To do
Extract each line of the material below that contains the string "annotated". Case counts.

Input records
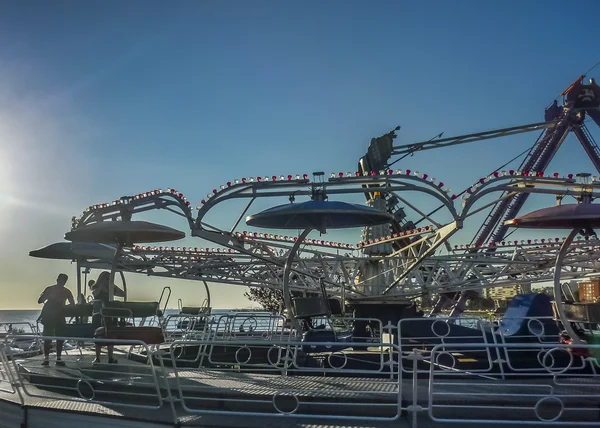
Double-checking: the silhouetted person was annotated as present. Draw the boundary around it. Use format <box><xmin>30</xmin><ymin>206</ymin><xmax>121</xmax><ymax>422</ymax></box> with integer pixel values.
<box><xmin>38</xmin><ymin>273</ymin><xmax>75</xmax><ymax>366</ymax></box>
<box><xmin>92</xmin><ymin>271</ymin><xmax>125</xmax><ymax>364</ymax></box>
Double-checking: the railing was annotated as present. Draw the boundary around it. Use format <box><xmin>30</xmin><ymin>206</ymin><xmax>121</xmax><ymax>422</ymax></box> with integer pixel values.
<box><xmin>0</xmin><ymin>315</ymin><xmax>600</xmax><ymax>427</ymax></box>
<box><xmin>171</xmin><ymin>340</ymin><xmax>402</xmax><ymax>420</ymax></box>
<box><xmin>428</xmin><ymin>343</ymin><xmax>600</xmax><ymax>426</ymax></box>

--

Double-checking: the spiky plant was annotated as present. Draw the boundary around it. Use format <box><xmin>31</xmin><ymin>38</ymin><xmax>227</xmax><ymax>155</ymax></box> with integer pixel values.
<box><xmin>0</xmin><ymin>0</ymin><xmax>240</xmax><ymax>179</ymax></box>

Exercise output
Double-checking: the silhouetted person was annotated as present. Draw the boundary around it. Use format <box><xmin>30</xmin><ymin>206</ymin><xmax>121</xmax><ymax>422</ymax></box> with integer pixel values.
Double-checking: the railing was annotated as present. Draw the boundary around it. Use format <box><xmin>30</xmin><ymin>206</ymin><xmax>121</xmax><ymax>422</ymax></box> with integer pixel values.
Double-checking: the spiky plant was annotated as present. Draw the boundary around it. Use format <box><xmin>31</xmin><ymin>38</ymin><xmax>227</xmax><ymax>155</ymax></box> with integer pixel values.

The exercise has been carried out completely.